## Quoted text
....................

Buh-bye. The trivia truck has jack-knifed onto the soft shoulder of elimination.
Herbert, to his credit, votes for Michael. By this point in the game it is clear that Herbert and I are the strongest players, and he easily could've voted for me in an attempt to go up against the weaker link Michael in the final round. You know, do to me what I was doing to him. At this stage the alliance between Michael and myself is reasonably transparent, a fact that is certainly not lost on the host Mr. Gray.
"So Chris, tell us why you voted for Herbert."
"Uh, well, it wasn't really a vote, uh, against Herbert as it was a vote FOR Michael. They both, uh, played pretty well . . . "
"So you didn't notice that Herbert got all his questions right, and you weren't just trying to get him off the show to give yourself a better shot at the money?"
"Well, George, this isn't about the money, it's about - ."
"Oh, excuse me . . . " interrupts George. "HAHAHAHAHAHAHA!" Very sarcastic laughter from the host sends me, Michael, the studio audience, basically everyone in the building with the notable exception of Herbert, into hysterics.

....................

## Extracted records
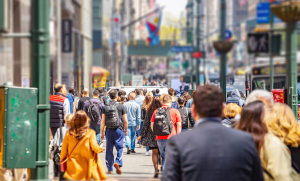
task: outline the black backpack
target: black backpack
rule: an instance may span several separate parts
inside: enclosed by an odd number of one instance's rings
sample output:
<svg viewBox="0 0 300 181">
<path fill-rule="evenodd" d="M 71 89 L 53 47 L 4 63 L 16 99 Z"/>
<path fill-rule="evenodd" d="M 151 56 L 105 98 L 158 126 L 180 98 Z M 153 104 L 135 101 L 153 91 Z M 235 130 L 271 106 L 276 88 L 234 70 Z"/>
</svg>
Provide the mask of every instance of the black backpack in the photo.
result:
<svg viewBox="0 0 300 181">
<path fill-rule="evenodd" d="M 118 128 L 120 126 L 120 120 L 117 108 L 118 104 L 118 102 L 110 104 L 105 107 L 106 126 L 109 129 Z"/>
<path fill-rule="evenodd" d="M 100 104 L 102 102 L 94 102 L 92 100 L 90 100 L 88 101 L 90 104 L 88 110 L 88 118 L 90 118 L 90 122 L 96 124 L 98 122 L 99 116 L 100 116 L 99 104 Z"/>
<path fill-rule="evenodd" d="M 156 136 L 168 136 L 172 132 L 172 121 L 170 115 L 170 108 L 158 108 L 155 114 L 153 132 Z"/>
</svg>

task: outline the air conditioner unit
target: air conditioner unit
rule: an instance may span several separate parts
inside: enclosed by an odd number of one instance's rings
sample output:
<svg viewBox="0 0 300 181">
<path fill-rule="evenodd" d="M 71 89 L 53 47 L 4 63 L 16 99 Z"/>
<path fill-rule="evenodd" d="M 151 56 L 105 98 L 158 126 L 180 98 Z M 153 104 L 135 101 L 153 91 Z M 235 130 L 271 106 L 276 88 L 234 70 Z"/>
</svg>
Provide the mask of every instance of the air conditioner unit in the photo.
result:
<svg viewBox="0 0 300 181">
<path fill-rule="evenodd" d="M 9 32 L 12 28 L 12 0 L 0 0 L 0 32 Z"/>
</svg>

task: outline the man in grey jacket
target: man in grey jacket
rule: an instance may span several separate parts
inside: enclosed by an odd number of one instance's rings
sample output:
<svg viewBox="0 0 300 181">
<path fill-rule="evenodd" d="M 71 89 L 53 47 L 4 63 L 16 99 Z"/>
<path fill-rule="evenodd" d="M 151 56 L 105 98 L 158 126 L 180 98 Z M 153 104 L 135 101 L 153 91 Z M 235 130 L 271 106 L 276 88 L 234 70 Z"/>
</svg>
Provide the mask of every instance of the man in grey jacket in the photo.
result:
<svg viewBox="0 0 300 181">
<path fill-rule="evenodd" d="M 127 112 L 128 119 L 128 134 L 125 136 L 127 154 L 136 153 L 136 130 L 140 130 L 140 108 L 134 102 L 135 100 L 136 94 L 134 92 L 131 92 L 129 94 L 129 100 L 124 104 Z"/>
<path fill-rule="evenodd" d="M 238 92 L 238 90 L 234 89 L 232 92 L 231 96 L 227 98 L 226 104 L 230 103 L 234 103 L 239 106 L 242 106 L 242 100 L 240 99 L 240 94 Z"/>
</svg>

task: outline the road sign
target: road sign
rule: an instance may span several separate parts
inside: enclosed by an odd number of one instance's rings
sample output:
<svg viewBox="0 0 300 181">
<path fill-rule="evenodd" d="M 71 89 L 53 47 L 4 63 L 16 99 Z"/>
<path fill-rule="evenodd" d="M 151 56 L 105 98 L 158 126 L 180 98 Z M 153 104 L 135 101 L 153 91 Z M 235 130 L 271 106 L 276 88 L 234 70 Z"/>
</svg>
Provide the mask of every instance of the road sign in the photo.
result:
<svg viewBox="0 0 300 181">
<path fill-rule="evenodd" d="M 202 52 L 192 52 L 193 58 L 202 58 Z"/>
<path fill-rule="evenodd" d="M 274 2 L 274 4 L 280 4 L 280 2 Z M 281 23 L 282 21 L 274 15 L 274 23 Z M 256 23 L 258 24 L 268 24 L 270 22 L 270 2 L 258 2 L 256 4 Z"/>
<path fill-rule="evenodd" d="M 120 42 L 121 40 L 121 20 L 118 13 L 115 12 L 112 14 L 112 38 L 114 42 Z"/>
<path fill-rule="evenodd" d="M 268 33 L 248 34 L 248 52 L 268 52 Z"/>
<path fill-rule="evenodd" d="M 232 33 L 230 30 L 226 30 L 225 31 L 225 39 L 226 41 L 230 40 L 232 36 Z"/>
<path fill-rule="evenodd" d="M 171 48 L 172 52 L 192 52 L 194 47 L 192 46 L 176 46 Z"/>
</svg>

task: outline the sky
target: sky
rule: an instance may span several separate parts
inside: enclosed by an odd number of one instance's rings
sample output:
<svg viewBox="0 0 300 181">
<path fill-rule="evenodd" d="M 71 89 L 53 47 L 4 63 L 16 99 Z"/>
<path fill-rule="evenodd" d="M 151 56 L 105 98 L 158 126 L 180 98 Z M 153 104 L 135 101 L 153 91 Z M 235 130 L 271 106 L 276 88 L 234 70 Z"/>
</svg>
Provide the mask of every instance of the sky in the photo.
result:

....................

## Required work
Condense the paragraph of the game show account that begins "Herbert, to his credit" into a short bulleted list of its main facts. The records are separate material, unrelated to the game show account.

## Result of this task
- Herbert votes for Michael.
- By this point, Herbert and the narrator are clearly the strongest players.
- Herbert could have voted for the narrator so he would face Michael, the weaker player, in the final round. That was the narrator's strategy against Herbert.
- The alliance between Michael and the narrator is fairly obvious, and the host, Mr. Gray, has noticed it.